◆ **TASKS FOR THIS EXERCISE**
[A] Answer these questions from the article on Keytruda's trial failures.
(i) Which drug was paired with Keytruda in the liver cancer trial?
(ii) What is the name of the phase 3 trial?
(iii) In what year did the FDA reject the Keytruda-Lenvima application?
[B] Repeat the part of the article on Keytruda's trial failures, starting with "Merck's Keytruda, on" and going on through "3 Leap-002 trial.", with no changes.
[C] Pick up the article on Merck's Keytruda trial failures after its last sentence and write what comes next.

Merck's Keytruda, on a losing streak, fails in once FDA-rejected liver cancer use and prostate cancer—again

Add two more failures to Merck & Co.’s recent string of Keytruda trial readouts. The once seemingly untouchable immuno-oncology agent appears to have hit a snag in its indication expansion efforts.

The combination of Keytruda and Eisai-partnered Lenvima failed in newly diagnosed liver cancer, Merck said Wednesday. The pair didn’t significantly extend patients’ lives, nor did it substantially stall tumor progression or death compared with Lenvima monotherapy in the phase 3 Leap-002 trial.

In hindsight, the failure makes FDA’s previous decision to reject that Keytruda-Lenvima use look all the more reasonable. In rebuffing that application back in 2020, the FDA blasted Merck for filing prematurely based on tumor shrinkage data.

Source data:
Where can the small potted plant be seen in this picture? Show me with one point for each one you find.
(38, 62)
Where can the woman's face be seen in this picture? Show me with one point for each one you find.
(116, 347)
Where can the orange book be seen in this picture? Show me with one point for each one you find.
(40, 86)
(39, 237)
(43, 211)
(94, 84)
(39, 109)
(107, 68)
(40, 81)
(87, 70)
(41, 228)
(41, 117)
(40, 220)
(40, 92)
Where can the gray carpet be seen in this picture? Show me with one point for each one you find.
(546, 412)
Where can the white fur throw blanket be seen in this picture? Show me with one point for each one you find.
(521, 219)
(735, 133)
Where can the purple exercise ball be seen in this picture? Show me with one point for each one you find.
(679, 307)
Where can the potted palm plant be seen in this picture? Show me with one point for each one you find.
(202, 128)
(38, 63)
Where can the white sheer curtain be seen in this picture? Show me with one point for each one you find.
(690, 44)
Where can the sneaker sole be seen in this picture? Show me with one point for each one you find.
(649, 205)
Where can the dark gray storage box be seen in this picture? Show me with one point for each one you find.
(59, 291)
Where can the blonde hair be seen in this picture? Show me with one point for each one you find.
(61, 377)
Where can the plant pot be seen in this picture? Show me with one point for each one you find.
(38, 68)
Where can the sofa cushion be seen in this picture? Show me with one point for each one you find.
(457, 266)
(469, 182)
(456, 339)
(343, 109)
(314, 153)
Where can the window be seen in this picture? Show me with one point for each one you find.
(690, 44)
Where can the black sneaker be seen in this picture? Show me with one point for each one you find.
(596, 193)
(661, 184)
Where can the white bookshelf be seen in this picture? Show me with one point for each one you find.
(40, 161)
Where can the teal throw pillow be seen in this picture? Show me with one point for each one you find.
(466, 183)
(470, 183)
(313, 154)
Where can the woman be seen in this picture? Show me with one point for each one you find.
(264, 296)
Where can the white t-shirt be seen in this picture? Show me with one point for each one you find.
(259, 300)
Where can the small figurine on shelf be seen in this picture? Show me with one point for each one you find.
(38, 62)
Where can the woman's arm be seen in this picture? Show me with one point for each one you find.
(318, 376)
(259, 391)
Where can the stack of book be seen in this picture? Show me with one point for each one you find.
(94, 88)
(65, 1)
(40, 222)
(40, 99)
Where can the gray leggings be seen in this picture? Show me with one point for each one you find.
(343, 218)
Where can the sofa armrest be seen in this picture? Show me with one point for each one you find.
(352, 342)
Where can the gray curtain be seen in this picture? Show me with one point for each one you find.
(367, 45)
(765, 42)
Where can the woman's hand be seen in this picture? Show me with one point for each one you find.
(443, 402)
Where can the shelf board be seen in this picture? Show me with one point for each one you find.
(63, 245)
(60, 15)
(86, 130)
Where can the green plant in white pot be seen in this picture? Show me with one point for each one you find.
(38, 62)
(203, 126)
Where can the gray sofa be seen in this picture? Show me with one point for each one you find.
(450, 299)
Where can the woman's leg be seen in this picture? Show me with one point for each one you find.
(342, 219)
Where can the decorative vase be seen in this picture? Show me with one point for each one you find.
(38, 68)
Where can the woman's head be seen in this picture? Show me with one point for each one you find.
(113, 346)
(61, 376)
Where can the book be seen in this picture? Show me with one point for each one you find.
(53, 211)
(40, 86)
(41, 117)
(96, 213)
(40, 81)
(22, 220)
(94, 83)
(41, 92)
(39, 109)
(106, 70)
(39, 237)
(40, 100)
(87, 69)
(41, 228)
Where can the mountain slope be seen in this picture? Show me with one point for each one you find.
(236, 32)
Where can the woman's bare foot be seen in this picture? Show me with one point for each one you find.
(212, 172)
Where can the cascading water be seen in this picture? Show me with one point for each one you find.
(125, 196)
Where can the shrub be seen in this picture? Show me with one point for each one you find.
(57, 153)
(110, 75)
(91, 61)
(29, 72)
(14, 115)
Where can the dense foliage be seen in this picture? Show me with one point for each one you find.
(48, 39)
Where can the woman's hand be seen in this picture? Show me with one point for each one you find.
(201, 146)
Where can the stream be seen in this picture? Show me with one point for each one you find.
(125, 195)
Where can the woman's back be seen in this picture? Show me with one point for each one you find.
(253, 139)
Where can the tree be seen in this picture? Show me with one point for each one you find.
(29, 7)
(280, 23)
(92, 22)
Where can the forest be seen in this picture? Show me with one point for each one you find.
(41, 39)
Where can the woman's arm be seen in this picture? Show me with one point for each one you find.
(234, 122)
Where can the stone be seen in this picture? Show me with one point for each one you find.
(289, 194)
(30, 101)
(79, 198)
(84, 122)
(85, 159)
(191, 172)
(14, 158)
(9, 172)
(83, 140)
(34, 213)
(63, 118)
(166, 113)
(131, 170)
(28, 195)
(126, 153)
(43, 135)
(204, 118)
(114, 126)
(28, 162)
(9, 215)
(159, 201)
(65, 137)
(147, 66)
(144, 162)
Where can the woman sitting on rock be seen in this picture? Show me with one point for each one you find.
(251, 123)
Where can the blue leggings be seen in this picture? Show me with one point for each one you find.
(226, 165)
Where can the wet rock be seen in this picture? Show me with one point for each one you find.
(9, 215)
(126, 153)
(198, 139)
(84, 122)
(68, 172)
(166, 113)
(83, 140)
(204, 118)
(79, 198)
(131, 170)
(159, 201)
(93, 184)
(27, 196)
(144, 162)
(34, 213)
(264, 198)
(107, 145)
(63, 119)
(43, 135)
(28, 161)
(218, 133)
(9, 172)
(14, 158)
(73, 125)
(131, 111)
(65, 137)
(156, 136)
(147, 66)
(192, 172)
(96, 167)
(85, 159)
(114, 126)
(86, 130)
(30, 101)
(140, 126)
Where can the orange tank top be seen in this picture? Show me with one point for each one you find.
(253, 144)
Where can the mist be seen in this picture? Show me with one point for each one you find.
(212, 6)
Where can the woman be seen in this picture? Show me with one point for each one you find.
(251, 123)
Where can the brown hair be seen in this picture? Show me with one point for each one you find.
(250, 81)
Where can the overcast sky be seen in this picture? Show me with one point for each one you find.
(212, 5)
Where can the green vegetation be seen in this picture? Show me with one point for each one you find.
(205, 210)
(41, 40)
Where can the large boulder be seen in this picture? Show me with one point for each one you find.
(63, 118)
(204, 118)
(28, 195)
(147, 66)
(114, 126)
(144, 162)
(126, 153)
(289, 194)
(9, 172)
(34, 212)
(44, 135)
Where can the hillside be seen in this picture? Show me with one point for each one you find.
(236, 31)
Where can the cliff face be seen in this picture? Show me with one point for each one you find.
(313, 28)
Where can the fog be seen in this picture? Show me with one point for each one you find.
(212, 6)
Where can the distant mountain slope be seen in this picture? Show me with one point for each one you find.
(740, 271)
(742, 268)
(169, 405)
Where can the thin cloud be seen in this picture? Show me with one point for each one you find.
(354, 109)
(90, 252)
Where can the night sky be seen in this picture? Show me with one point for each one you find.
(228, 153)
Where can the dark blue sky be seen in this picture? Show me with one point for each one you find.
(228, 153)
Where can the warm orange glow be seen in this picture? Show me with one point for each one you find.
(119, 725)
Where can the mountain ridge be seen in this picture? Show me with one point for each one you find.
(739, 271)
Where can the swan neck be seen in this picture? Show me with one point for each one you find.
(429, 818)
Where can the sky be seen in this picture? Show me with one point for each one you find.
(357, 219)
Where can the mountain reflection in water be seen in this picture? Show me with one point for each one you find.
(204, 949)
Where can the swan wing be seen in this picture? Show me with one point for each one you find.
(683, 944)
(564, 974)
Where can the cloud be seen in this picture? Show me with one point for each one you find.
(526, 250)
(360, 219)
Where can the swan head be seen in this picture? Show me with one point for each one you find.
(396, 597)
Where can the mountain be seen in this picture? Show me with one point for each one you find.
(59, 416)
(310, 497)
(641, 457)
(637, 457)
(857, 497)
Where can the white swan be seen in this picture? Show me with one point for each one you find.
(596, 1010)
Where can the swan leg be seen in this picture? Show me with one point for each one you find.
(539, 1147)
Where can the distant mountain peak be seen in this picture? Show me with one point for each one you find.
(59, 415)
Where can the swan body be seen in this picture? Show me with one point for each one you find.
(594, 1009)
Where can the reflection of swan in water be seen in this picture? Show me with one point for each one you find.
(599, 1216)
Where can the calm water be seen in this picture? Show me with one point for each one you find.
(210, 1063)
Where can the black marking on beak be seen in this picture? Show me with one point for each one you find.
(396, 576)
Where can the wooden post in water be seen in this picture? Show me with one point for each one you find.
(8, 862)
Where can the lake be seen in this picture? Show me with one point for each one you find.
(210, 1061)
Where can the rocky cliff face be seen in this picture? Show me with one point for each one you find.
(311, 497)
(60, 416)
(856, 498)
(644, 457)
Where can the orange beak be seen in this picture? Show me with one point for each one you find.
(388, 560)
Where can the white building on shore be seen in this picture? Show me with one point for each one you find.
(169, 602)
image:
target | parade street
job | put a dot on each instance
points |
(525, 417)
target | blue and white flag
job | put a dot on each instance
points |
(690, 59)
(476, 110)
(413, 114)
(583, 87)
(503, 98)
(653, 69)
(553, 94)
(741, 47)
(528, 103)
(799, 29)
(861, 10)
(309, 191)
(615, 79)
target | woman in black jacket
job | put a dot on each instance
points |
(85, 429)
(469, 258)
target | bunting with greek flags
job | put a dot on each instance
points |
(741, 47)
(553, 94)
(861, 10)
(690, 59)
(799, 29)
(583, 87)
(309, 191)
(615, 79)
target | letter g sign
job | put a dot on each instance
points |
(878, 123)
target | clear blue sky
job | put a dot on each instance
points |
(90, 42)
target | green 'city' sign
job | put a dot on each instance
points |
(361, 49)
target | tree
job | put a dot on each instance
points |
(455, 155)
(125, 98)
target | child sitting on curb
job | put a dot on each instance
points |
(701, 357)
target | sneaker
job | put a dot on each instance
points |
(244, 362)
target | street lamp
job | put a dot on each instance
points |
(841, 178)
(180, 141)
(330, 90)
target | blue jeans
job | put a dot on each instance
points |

◆ **TASK-BY-TASK RESULTS**
[A]
(i) Lenvima
(ii) Leap-002
(iii) 2020

[B]
Merck's Keytruda, on a losing streak, fails in once FDA-rejected liver cancer use and prostate cancer—again

Add two more failures to Merck & Co.’s recent string of Keytruda trial readouts. The once seemingly untouchable immuno-oncology agent appears to have hit a snag in its indication expansion efforts.

The combination of Keytruda and Eisai-partnered Lenvima failed in newly diagnosed liver cancer, Merck said Wednesday. The pair didn’t significantly extend patients’ lives, nor did it substantially stall tumor progression or death compared with Lenvima monotherapy in the phase 3 Leap-002 trial.

[C]
The latest Keytruda-Lenvima flop means Roche’s Tecentriq, used alongside Avastin, can continue to enjoy immuno-oncology dominance in frontline liver cancer. But it could have broader implications than a frontline nod.

As a monotherapy, Keytruda bears an accelerated approval in liver cancer that’s been treated with Bayer’s Nexavar. But that indication came into question after the confirmatory phase 3 Keynote-240 trial narrowly missed its mark.

Despite that result, an FDA advisory committee last year voted to keep Keytruda’s second-line liver cancer indication in place, pending additional trial readouts. Then in September 2021, Merck found that Keytruda hit its goal in the Keynote-394 study in Asian patients, which could serve as the drug's new confirmatory trial. But the PD-1 inhibitor only cut the risk of death by 21% over placebo in previously treated hepatocellular carcinoma patients in that Asia-only trial.

The FDA has yet to turn Keytruda’s second-line liver cancer accelerated approval into a full nod. If the agency still hasn’t made up its mind after Keynote-394, then the latest Leap-002 study in the front-line setting probably isn’t going to help Merck secure the indication. On a slightly positive note, Merck did note that patients on Lenvima monotherapy in Leap-002 lived longer than those observed in previous trials.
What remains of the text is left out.